→ Task brief: Copy exactly the run of lines that begins at the line with "Reviewer note: every instance of the religious" and ends at the final line of the entries.

→ Given information:
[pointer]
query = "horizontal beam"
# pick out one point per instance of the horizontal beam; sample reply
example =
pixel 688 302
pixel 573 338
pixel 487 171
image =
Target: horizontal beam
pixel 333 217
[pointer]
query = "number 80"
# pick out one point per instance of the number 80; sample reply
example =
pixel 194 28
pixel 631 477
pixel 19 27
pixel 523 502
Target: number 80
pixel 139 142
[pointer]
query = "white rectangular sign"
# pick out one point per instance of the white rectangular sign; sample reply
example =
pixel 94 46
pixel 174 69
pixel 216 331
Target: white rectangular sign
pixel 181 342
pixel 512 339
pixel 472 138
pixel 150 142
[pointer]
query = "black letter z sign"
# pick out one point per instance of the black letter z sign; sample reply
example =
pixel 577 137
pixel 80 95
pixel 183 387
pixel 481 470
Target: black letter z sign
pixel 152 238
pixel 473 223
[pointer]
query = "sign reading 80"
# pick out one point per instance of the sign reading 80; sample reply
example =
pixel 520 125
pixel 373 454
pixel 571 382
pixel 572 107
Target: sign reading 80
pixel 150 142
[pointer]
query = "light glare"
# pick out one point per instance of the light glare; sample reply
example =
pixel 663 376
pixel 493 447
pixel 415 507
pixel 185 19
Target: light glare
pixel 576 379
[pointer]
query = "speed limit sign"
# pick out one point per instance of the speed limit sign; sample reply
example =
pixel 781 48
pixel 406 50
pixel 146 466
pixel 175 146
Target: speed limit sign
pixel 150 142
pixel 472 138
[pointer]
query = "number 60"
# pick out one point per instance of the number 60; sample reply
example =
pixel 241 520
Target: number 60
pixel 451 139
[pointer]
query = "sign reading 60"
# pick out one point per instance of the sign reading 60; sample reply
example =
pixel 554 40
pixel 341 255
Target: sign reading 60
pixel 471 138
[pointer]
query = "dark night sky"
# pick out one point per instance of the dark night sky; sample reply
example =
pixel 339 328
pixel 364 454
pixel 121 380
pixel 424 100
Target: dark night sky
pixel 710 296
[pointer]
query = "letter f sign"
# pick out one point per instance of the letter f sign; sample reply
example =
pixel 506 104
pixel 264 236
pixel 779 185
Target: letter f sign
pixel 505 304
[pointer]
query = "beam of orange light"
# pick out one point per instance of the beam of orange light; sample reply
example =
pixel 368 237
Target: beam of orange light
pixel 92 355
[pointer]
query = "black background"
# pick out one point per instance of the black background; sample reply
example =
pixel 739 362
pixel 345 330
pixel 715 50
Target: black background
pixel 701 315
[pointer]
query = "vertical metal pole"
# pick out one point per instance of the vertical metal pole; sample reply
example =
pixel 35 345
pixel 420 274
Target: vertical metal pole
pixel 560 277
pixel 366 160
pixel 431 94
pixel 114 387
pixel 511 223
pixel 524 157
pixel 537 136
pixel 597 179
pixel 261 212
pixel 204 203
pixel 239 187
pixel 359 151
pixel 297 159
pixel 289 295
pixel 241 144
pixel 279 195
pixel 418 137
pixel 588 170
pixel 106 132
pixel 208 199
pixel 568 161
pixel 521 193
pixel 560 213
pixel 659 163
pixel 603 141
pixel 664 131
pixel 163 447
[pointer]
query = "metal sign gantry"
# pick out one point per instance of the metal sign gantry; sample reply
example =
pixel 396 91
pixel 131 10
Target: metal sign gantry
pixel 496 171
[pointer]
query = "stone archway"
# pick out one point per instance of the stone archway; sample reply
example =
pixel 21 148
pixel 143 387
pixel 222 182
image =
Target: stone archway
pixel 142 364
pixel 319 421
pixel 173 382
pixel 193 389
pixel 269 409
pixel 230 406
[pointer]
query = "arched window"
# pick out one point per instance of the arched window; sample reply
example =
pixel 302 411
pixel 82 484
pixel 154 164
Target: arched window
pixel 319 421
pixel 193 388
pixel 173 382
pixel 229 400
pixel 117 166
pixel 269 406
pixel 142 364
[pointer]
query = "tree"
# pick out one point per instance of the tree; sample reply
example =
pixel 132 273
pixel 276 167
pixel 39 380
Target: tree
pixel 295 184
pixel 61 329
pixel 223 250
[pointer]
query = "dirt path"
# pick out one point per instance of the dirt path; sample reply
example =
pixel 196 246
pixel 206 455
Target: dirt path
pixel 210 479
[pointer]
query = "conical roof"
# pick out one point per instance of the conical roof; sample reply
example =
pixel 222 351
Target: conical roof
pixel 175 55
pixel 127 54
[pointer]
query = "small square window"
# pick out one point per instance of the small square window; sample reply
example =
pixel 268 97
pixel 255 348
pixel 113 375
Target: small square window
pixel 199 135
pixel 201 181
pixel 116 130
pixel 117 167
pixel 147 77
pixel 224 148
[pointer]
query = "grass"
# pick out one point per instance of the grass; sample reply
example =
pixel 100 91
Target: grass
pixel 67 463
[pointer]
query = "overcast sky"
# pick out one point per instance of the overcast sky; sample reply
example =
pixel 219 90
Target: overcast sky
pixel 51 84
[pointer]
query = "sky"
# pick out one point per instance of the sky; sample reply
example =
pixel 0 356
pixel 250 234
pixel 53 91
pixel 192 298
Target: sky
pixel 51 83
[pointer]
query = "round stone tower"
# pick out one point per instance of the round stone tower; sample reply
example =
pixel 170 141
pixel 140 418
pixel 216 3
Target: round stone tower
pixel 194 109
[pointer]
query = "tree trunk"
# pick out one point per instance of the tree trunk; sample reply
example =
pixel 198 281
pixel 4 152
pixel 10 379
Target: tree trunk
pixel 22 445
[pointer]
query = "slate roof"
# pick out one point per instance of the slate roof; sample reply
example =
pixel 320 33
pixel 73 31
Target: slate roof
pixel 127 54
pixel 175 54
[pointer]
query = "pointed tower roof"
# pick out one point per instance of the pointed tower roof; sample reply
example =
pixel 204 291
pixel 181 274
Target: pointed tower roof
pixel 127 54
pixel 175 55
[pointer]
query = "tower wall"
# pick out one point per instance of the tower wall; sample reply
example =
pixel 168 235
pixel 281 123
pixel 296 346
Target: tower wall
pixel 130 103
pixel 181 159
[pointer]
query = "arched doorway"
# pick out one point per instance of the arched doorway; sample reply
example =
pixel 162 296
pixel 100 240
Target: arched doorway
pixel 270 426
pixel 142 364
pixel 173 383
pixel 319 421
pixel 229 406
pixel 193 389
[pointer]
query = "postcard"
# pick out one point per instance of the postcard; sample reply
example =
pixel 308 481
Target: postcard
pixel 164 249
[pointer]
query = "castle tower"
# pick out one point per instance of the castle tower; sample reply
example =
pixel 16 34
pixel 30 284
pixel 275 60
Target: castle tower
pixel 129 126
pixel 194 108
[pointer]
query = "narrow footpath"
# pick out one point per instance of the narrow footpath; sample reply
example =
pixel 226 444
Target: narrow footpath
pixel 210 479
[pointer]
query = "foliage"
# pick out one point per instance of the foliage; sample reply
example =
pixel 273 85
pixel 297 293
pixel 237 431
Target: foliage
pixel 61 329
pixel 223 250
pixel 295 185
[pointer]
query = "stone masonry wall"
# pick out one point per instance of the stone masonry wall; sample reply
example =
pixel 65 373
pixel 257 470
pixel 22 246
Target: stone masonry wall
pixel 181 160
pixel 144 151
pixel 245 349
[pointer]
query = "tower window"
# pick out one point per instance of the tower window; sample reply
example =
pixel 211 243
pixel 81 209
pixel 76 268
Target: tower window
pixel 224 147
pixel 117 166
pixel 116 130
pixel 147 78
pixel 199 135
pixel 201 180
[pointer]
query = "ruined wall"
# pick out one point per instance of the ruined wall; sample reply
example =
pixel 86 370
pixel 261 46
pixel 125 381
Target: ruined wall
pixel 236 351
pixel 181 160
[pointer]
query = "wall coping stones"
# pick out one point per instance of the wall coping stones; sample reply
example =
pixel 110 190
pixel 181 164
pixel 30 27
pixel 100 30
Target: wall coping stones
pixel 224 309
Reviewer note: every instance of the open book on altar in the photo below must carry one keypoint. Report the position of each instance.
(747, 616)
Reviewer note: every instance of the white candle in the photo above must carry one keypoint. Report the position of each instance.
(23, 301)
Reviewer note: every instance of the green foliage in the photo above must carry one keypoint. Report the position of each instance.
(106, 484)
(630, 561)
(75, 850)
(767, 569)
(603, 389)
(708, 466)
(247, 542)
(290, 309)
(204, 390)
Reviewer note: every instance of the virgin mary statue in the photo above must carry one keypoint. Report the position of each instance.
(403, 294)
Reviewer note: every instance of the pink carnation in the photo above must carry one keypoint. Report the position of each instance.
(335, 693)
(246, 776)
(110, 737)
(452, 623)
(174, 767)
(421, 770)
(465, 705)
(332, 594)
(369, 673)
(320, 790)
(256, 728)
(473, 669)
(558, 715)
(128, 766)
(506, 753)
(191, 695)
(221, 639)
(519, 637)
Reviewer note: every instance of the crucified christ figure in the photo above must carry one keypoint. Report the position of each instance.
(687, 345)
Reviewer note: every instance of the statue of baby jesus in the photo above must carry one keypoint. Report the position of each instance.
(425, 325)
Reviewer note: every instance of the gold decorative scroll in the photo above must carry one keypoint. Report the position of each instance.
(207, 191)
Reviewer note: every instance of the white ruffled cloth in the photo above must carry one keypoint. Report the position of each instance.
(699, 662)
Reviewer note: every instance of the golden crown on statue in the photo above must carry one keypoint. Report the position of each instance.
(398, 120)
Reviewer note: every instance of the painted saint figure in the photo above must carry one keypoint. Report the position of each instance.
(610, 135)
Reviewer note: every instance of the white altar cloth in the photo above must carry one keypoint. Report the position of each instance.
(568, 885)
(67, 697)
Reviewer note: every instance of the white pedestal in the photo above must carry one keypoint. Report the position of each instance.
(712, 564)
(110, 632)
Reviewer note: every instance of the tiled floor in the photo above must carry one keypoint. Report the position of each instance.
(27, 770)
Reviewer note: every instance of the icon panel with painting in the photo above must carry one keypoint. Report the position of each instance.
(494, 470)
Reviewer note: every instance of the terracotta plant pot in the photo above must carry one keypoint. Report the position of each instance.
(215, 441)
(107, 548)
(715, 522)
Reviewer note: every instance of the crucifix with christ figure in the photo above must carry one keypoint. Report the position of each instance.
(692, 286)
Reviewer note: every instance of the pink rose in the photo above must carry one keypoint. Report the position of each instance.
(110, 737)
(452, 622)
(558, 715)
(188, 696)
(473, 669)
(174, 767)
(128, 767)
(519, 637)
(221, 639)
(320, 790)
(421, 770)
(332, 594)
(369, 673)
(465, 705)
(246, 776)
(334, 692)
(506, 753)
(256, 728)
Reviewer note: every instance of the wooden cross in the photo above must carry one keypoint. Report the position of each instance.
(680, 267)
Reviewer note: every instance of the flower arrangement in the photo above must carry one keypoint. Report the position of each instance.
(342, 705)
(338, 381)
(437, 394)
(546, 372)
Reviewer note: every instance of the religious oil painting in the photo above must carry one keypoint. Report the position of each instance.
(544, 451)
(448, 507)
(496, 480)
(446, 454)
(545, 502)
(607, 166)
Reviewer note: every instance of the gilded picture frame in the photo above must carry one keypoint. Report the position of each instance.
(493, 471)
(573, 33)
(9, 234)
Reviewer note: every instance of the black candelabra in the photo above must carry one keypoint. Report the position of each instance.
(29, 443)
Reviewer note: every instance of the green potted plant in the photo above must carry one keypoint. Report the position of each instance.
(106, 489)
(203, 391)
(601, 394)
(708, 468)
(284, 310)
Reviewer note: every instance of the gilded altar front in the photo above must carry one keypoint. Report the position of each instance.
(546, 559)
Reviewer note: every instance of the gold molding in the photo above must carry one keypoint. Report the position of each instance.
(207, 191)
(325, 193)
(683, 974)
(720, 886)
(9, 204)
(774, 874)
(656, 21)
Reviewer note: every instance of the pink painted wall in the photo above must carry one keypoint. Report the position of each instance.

→ Worked answer:
Reviewer note: every instance of the religious oil painting in the photo above must carry one keypoint. Report the position of each instance.
(544, 451)
(448, 507)
(496, 480)
(446, 454)
(545, 502)
(607, 166)
Reviewer note: every instance of the gilded picture frame in the photo above must carry one keypoint. Report the position of each instance.
(493, 471)
(573, 33)
(9, 234)
Reviewer note: every instance of the black candelabra in the photo above must carry one keypoint. Report the position of each instance.
(29, 443)
Reviewer note: every instance of the green potted plant in the photo above must carry one keypoint. Report the position of each instance.
(106, 489)
(203, 391)
(601, 394)
(708, 468)
(284, 310)
Reviewer note: every instance of the gilded altar front in the photo above must carry one keypoint. Report the position of each instance.
(546, 559)
Reviewer note: every instance of the gold molding in the photo above must carry one keypoint. Report the position of each instance.
(207, 191)
(325, 193)
(683, 974)
(720, 886)
(9, 204)
(774, 874)
(656, 21)
Reviewer note: every instance of the pink painted wall in the photo above must carry one keypoint. Report the position of each instance.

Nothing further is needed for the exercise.